(Selected text)

How is electricity produced? page 2

But to enable the magnetic field to spin, a force is needed. Most power generators have turbines that are connected to the magnet, so that the spinning will be caused first by the blades of the turbine. What will cause the spinning motion depends on the type of energy source: coal-fired, diesel oil, wind-powered, hydroelectric, gas turbine, nuclear (uranium), geothermal, solar or others.

We can use actual motion or steam to spin the turbine. Wind-mills use the spinning motion to push the turbine blades and turn the copper coil in the generator and eventually generate electric current. The same principle applies to hydroelectric turbine or wheel, where water flows provide the force to move the turbine blades.

In case of fuel-powered plants, a boiler is set up to burn fuel and produce heat, which will transform water stored in long vertical tubes into steam. As the water begins to boil, the highly pressurized steam rises through the pipes and blows against the turbine blades, causing the spinning motion. Fuel includes natural gas, coal and diesel. The same principle of spinning the turbine blades through steam pressures applies to plants powered by nuclear, geothermal, solar and biomass energy. Steam turbines spin at about 3,600 revolutions per minute.

(End Selected text)

Explore the material
[A] Answer these questions using the text on how electricity is produced. Mark each answer (i), (ii) or (iii) to match its question.
(i) In most power generators, what is connected to the magnet?
(ii) In a hydroelectric turbine or wheel, what provides the force that moves the turbine blades?
(iii) At about what speed do steam turbines spin?
[B] In the text on how electricity is produced, turn the paragraph that begins "In case of fuel-powered plants" into a short list. Keep its main facts.
[C] Carry on the text about how electricity is produced, starting right after its last sentence.

(Extracted entries)

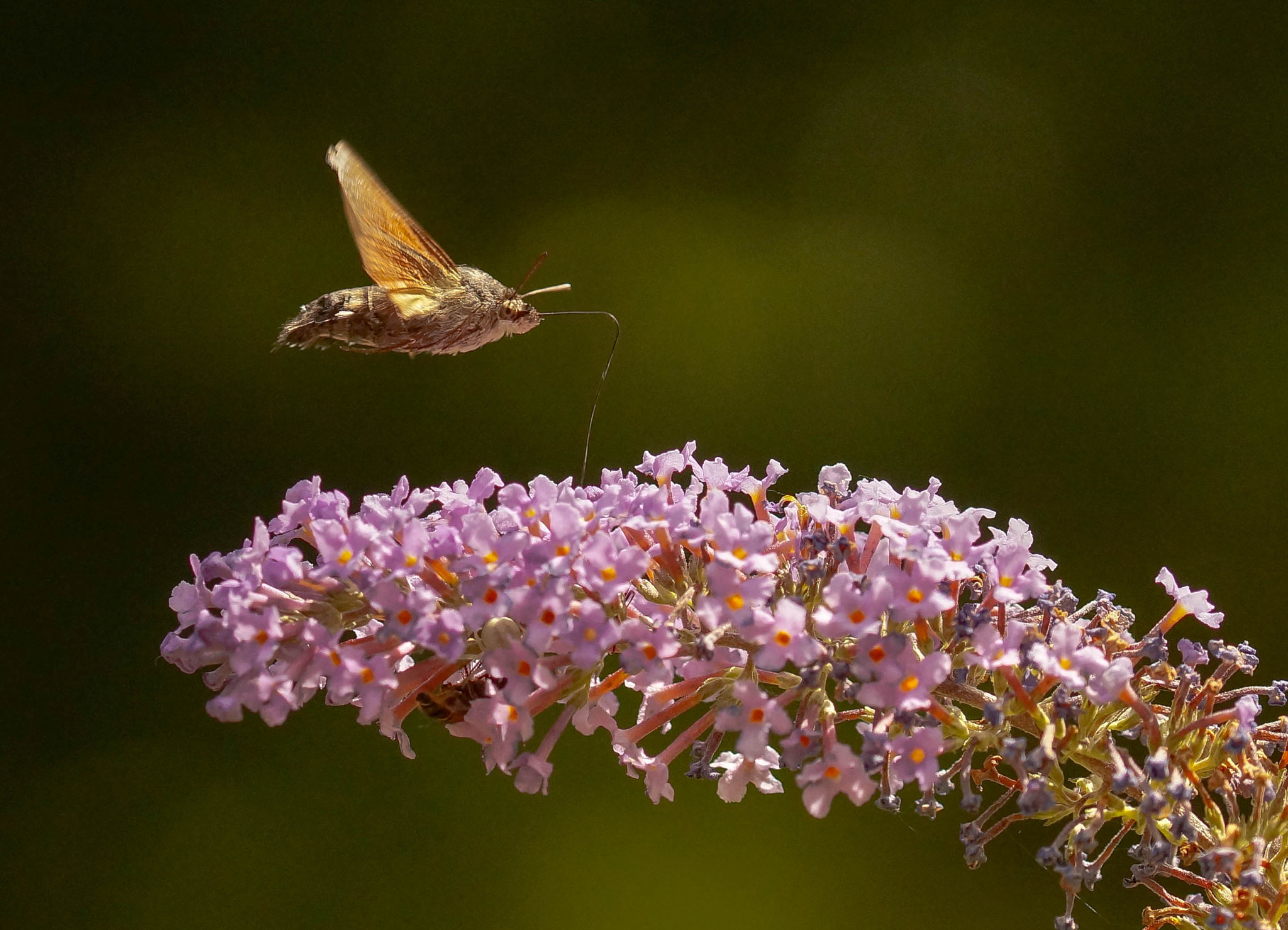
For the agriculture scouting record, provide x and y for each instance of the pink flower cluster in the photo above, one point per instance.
(762, 630)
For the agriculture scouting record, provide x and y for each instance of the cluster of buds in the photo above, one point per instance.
(865, 639)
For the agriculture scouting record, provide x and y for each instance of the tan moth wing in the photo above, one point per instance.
(396, 252)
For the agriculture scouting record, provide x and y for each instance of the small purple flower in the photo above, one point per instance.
(915, 594)
(853, 612)
(918, 756)
(742, 771)
(907, 681)
(445, 634)
(662, 467)
(960, 535)
(608, 571)
(648, 656)
(754, 717)
(1187, 602)
(1065, 658)
(341, 545)
(521, 669)
(1247, 710)
(994, 651)
(1106, 686)
(657, 782)
(799, 746)
(593, 634)
(1011, 579)
(784, 639)
(733, 597)
(838, 772)
(1192, 653)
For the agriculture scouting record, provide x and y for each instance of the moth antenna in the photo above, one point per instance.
(548, 290)
(532, 271)
(599, 391)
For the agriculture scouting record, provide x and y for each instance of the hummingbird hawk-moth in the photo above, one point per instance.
(421, 300)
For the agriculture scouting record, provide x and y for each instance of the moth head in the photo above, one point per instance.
(517, 313)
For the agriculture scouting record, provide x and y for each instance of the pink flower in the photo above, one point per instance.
(1187, 602)
(838, 772)
(907, 681)
(784, 639)
(755, 717)
(918, 756)
(742, 771)
(853, 612)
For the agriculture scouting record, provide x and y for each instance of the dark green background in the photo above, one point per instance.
(1036, 252)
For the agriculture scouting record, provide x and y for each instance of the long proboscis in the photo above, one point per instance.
(585, 455)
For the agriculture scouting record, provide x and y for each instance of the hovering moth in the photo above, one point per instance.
(421, 300)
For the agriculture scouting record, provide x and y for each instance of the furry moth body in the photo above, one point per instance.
(421, 302)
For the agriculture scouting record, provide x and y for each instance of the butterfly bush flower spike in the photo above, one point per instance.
(853, 641)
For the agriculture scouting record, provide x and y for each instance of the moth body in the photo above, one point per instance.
(421, 300)
(442, 322)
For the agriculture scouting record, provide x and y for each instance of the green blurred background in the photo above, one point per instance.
(1035, 250)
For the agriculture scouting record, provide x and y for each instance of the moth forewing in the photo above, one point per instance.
(423, 300)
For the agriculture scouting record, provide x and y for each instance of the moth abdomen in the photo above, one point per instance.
(356, 318)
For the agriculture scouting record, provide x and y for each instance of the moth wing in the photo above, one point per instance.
(396, 252)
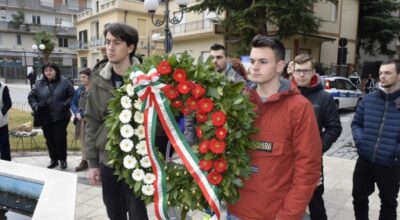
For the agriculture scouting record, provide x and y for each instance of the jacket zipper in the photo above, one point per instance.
(380, 129)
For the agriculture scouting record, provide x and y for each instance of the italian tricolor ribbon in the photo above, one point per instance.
(149, 91)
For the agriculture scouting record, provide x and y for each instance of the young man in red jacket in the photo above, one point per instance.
(287, 161)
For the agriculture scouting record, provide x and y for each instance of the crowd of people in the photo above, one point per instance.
(292, 109)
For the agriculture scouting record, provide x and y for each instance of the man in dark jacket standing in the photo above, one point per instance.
(5, 105)
(376, 133)
(120, 201)
(326, 112)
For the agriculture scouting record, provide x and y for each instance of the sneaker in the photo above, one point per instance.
(52, 164)
(82, 166)
(63, 164)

(End Extracted entries)

Answers by item number
[A]
(i) Turbines
(ii) Water flows
(iii) About 3,600 revolutions per minute

[B]
- A boiler in fuel-powered plants burns fuel to make heat.
- The heat turns water stored in long vertical tubes into steam.
- The high-pressure steam rises through the pipes and pushes against the turbine blades, which makes them spin.
- Fuels include natural gas, coal and diesel.
- Plants powered by nuclear, geothermal, solar and biomass energy also use steam pressure to spin the blades.
- Steam turbines spin at about 3,600 revolutions per minute.

[C]
With the spinning motion of the turbine and the copper coil, electricity is generated and runs through the wires or electric circuit which is connected to our homes via transformers. When electricity flows through a light bulb's filament, the electricity appears as light. Power plants' transformers increase the voltage of the electricity to make it travel through the distribution lines more efficiently until the electricity reaches to substations where separate transformers reduce the voltage again for consumer use. Electricity travels at lightning speed.

Households regulate the use of electricity by switches, which open or close the electricity circuit. Basically, electricity consumption is measured by a unit of power called watts. A kilowatt is equal to 1,000 watts. The unit kilowatthour, on the other hand, represents the use of electricity for a certain number of hours.